Given passage -
Joy and Sadness – Spinoza Lecture 2

October 13, 2013

When we come to Spinoza’s analysis of affects the fundamental distinction is between active and passive ones. This is because the essence of singular things is to be understood in terms of power. Since only existence is what distinguishes one thing from the other, each thing seeks to preserve its own existence (‘Each thing, as far as it can by its own power, strives to preserve in its being’ IIIP6), otherwise it would cease to be what it is. Any singular thing, however, is also linked to an exterior environment, and the more complex it is, the more complex these relations will be. What defines the nature of human beings, is not some ‘natural perfection’, or that they are created in the image of God, (all ideas guilty of the worse kind of anthropomorphism for Spinoza), but the complexity of their bodies and therefore the complexity their relations to other external bodies. These relations can have two basic forms either active or passive: either I determine myself in relation to these external bodies, or they determine me, and the more that I determine myself the more my power increases, and less I determine myself, or the more that I am determined by external causes, the more my power decreases.[1]

The distinction between passive and active affects is understood by Spinoza through two fundamental affects: joy and sadness. We might say that for Spinoza human affective life is made up of three basic affects: desire (conatus – the striving for self-preservation that all singular things have), and then joy and sadness. All the other emotions that Spinoza describes in the Ethics are merely variations of these three basic affects but the most fundamental are joy and sadness.[2] How can we understand this difference between joy and sadness? Spinoza explains it in proposition 11 of Part 3:

The idea of any thing that increases or diminishes, aids or restrains, our body’s power of acting, increases or diminishes, aids or restrains, our mind’s power of thinking.

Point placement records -
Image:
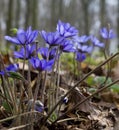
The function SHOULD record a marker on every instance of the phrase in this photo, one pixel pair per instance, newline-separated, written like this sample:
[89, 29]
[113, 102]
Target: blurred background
[86, 15]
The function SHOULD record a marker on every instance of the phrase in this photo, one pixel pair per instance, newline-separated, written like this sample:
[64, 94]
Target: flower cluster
[65, 38]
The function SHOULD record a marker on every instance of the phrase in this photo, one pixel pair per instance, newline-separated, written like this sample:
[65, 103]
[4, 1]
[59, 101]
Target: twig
[78, 104]
[77, 85]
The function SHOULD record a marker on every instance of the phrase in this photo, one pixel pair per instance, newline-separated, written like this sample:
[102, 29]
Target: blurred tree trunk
[60, 9]
[53, 13]
[18, 9]
[28, 15]
[35, 14]
[102, 12]
[10, 16]
[85, 5]
[118, 23]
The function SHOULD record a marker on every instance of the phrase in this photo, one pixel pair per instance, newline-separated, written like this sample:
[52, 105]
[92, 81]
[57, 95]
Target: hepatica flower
[67, 46]
[41, 65]
[25, 52]
[10, 68]
[66, 30]
[23, 37]
[51, 38]
[47, 53]
[80, 56]
[96, 42]
[107, 33]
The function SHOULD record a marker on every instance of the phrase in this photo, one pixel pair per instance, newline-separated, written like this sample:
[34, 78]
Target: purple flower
[81, 39]
[96, 42]
[67, 46]
[80, 56]
[47, 53]
[66, 30]
[41, 65]
[51, 38]
[25, 52]
[84, 48]
[23, 37]
[10, 68]
[107, 34]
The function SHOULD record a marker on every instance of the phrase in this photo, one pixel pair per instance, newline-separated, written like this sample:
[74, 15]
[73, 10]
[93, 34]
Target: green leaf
[53, 117]
[16, 75]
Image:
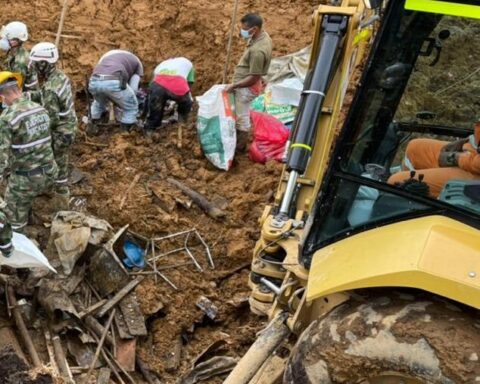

Required task - Return word for word the part of the Spinoza lecture above that opens with the words containing "The idea of" and closes with "power of thinking.".

Task result -
The idea of any thing that increases or diminishes, aids or restrains, our body’s power of acting, increases or diminishes, aids or restrains, our mind’s power of thinking.